Requirements: Can you retype every one of the rows below, character for character?

=== Given data ===

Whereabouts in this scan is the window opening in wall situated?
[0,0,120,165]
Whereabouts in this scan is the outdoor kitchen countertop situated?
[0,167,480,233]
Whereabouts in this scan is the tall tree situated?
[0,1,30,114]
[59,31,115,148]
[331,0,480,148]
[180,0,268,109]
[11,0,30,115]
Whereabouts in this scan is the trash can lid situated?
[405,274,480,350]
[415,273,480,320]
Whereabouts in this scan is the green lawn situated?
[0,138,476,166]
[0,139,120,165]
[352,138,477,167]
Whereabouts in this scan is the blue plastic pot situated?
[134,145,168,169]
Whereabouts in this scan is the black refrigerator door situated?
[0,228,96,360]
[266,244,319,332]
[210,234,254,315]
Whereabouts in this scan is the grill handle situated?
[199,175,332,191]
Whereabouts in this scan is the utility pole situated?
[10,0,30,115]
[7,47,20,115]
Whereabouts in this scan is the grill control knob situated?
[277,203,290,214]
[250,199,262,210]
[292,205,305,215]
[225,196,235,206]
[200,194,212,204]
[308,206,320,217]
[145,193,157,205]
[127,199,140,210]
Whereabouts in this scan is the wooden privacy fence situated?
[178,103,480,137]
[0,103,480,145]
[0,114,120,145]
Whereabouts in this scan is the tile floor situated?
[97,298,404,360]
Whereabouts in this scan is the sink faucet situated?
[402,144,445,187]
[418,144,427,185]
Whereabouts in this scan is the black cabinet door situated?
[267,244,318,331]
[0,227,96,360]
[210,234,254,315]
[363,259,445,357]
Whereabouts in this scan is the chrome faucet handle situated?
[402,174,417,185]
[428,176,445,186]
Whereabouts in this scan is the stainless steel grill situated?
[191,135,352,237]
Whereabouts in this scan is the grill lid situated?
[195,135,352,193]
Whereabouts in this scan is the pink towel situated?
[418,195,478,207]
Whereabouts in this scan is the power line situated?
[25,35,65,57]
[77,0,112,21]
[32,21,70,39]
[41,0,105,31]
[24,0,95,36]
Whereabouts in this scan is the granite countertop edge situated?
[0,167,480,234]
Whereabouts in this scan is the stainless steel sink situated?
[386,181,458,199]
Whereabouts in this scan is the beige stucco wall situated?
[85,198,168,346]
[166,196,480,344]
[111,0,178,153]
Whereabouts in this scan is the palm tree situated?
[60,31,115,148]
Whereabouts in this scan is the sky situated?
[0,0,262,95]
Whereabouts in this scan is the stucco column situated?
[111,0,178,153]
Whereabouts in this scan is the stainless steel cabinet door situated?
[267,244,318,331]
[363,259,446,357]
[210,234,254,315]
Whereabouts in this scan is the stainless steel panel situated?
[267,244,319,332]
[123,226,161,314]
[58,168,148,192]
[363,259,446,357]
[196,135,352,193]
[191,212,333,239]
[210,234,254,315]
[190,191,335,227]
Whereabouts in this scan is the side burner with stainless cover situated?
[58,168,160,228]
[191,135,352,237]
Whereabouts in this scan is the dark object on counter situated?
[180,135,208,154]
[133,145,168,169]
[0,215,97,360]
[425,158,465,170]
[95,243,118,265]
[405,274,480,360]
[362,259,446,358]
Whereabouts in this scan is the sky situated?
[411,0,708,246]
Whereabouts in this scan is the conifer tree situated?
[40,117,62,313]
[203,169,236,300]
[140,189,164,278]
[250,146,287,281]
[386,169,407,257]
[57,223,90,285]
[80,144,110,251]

===

Right answer:
Whereabouts in this scan is the window opening in wall situated?
[0,0,120,165]
Whereabouts in this scan is the outdoor kitchen countertop situated?
[0,167,480,233]
Whereabouts in this scan is the tall tree situated?
[0,1,30,114]
[59,31,115,148]
[331,0,480,148]
[180,0,268,109]
[11,0,30,115]
Whereabouts in this scan is the trash can lid situated?
[405,274,480,350]
[415,273,480,320]
Whereabouts in this scan is the green lawn situated?
[0,138,476,166]
[0,139,120,165]
[352,138,477,167]
Whereabouts in this scan is the blue plastic pot situated?
[134,145,168,169]
Whereabouts in this scan is the black refrigerator door situated?
[0,228,96,360]
[266,244,319,332]
[210,234,254,315]
Whereabouts in this scan is the grill handle situated?
[199,175,332,191]
Whereabouts in this scan is the utility pole situated?
[10,0,30,115]
[7,47,20,115]
Whereabouts in this scan is the grill control knob situated?
[277,203,290,214]
[250,199,262,210]
[292,205,305,215]
[225,196,235,206]
[200,194,212,204]
[308,206,320,217]
[145,193,157,205]
[127,199,140,210]
Whereabouts in this scan is the wooden privacy fence situated?
[178,103,480,137]
[0,103,480,145]
[0,114,120,145]
Whereabouts in this scan is the tile floor situated?
[97,298,404,360]
Whereabouts in this scan is the sink faucet situated?
[402,144,445,187]
[418,144,427,185]
Whereabouts in this scan is the black cabinet door situated?
[267,244,318,331]
[0,227,96,360]
[210,234,254,315]
[363,259,445,357]
Whereabouts in this scan is the chrome faucet handle situated?
[402,174,417,185]
[428,176,445,186]
Whereabouts in this scan is the stainless steel grill situated?
[191,135,352,237]
Whereabouts in this scan is the grill lid situated?
[195,135,352,193]
Whereabouts in this scan is the pink towel situated?
[418,195,478,207]
Whereabouts in this scan is the power line situated?
[25,35,65,57]
[77,0,112,21]
[32,21,70,39]
[41,0,105,31]
[24,0,95,36]
Whereabouts in this scan is the granite countertop edge situated?
[0,167,480,234]
Whereabouts in this scan is the stainless steel sink situated?
[386,181,458,199]
Whereabouts in this scan is the beige stucco wall situated?
[85,198,168,346]
[166,196,480,344]
[111,0,178,153]
Whereabouts in this scan is the palm tree situated?
[60,31,115,148]
Whereabouts in this scan is the sky situated?
[0,0,262,95]
Whereabouts in this scan is the stucco column situated?
[111,0,178,153]
Whereabouts in this scan is the stainless steel cabinet door situated?
[267,244,318,331]
[363,259,446,357]
[210,234,254,315]
Whereabouts in this scan is the stainless steel panel situated?
[267,244,319,332]
[123,226,161,314]
[58,168,148,192]
[363,259,446,357]
[196,135,352,193]
[191,212,333,239]
[210,234,254,315]
[190,191,335,227]
Whereabouts in this scan is the side burner with stainless cover situated?
[58,168,160,228]
[191,135,352,237]
Whereabouts in this scan is the dark object on counter situated?
[180,135,208,154]
[133,145,168,169]
[0,215,97,360]
[425,158,465,170]
[95,243,118,265]
[405,274,480,360]
[362,259,446,358]
Whereabouts in this scan is the sky situated?
[411,0,708,246]
Whereabouts in this scan is the conifer tree situated?
[40,117,62,313]
[203,169,236,300]
[140,189,164,278]
[250,146,287,281]
[386,169,407,257]
[57,223,90,285]
[80,144,110,251]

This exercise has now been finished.